• **Task to carry out**
Restate the listing below word for word, omitting any images.

• **Dataset records**
****************

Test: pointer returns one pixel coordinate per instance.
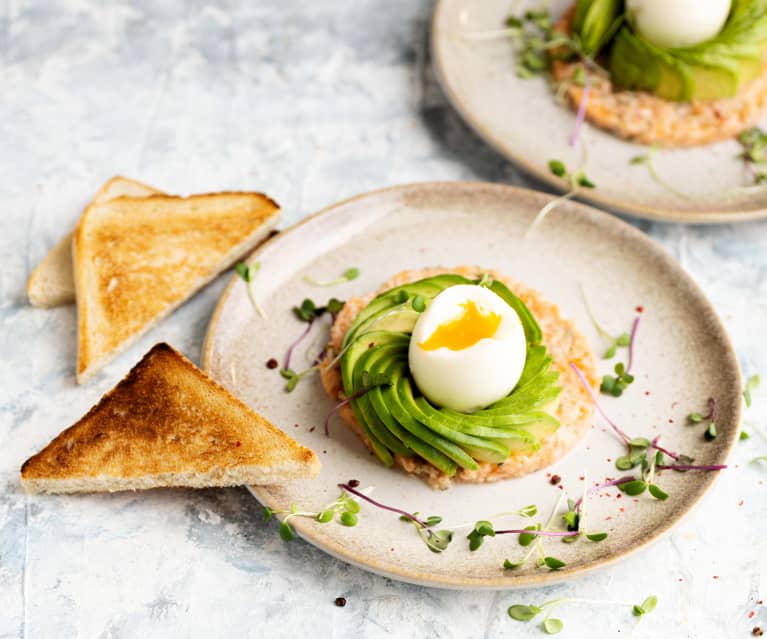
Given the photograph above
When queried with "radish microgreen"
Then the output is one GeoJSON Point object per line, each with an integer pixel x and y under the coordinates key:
{"type": "Point", "coordinates": [551, 625]}
{"type": "Point", "coordinates": [344, 510]}
{"type": "Point", "coordinates": [754, 143]}
{"type": "Point", "coordinates": [348, 275]}
{"type": "Point", "coordinates": [248, 274]}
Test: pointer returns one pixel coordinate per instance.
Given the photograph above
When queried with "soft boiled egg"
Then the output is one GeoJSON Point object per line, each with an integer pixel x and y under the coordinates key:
{"type": "Point", "coordinates": [677, 23]}
{"type": "Point", "coordinates": [468, 348]}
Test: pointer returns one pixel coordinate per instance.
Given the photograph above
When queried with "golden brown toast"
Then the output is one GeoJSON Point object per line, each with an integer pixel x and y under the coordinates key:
{"type": "Point", "coordinates": [138, 259]}
{"type": "Point", "coordinates": [167, 424]}
{"type": "Point", "coordinates": [52, 282]}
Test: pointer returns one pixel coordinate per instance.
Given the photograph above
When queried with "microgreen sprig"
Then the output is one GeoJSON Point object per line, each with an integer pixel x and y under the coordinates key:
{"type": "Point", "coordinates": [344, 509]}
{"type": "Point", "coordinates": [551, 625]}
{"type": "Point", "coordinates": [752, 383]}
{"type": "Point", "coordinates": [754, 154]}
{"type": "Point", "coordinates": [576, 180]}
{"type": "Point", "coordinates": [248, 274]}
{"type": "Point", "coordinates": [348, 275]}
{"type": "Point", "coordinates": [369, 381]}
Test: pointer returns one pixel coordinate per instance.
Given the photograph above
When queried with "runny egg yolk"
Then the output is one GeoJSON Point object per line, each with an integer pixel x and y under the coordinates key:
{"type": "Point", "coordinates": [463, 331]}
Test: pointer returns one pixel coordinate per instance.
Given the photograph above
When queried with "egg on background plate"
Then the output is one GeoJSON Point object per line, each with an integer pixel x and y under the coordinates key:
{"type": "Point", "coordinates": [677, 23]}
{"type": "Point", "coordinates": [468, 348]}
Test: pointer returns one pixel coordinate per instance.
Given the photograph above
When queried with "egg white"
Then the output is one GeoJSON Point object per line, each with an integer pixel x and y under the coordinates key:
{"type": "Point", "coordinates": [677, 23]}
{"type": "Point", "coordinates": [473, 377]}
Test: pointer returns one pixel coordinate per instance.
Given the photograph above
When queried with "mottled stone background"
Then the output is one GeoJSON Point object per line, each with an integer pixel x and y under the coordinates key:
{"type": "Point", "coordinates": [311, 102]}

****************

• **Full solution**
Test: pointer returns one pixel coordinate per instance.
Given the photograph above
When queried with "radish microgreen"
Then the output is one GeoJSON Point object per line, each with an integer pixel x and y under the coordinates key:
{"type": "Point", "coordinates": [551, 625]}
{"type": "Point", "coordinates": [344, 510]}
{"type": "Point", "coordinates": [754, 143]}
{"type": "Point", "coordinates": [348, 275]}
{"type": "Point", "coordinates": [248, 274]}
Test: pointer returns one pixel coordinate per instance.
Given the photograph above
When queried with "soft boiled egg"
Then the output is one GeoJSON Point object per line, each with an integer pixel x and y under the coordinates key:
{"type": "Point", "coordinates": [677, 23]}
{"type": "Point", "coordinates": [468, 348]}
Test: pointer returns one pixel coordinate per instance.
Given the photograph above
When queried with "golden brown toast"
Then the output is one GeoJSON Point object per line, each with an integer pixel x and y under the coordinates key:
{"type": "Point", "coordinates": [138, 259]}
{"type": "Point", "coordinates": [167, 424]}
{"type": "Point", "coordinates": [52, 282]}
Test: pointer returns one pixel coordinate per instance.
Given the photograph above
When queried with "microgreen sprig"
Then the output is one GeoJSON Point object per line, each with an integer pixel x and y under the coordinates key:
{"type": "Point", "coordinates": [344, 509]}
{"type": "Point", "coordinates": [551, 625]}
{"type": "Point", "coordinates": [752, 383]}
{"type": "Point", "coordinates": [754, 154]}
{"type": "Point", "coordinates": [576, 180]}
{"type": "Point", "coordinates": [248, 274]}
{"type": "Point", "coordinates": [348, 275]}
{"type": "Point", "coordinates": [369, 381]}
Test: pointer returns one pixel coordinate per instance.
Given the photograph above
When queried with "runny egg yolk"
Then the output is one GeoJSON Point object per line, each with an integer pixel x and y under the coordinates key:
{"type": "Point", "coordinates": [463, 331]}
Test: pointer returns one pixel coordinate per instance.
Given the photograph above
When queried with "egg on background plate"
Then the output is one GeoJSON Point object per line, each with an integer pixel x and y under the coordinates key:
{"type": "Point", "coordinates": [677, 23]}
{"type": "Point", "coordinates": [468, 348]}
Test: pointer returns one pixel coordinate per instance.
Given the photograph above
When queried with "egg white"
Then the output is one GeoJSON Point object per line, each with an integer pixel x and y under the coordinates key:
{"type": "Point", "coordinates": [677, 23]}
{"type": "Point", "coordinates": [473, 377]}
Test: pointer returns one pixel coordinate per instance.
Given the photograph above
When queried with "mottled stone background"
Then the output is one GeoJSON Point object per line, each with an integer pixel x and y under the coordinates key:
{"type": "Point", "coordinates": [311, 102]}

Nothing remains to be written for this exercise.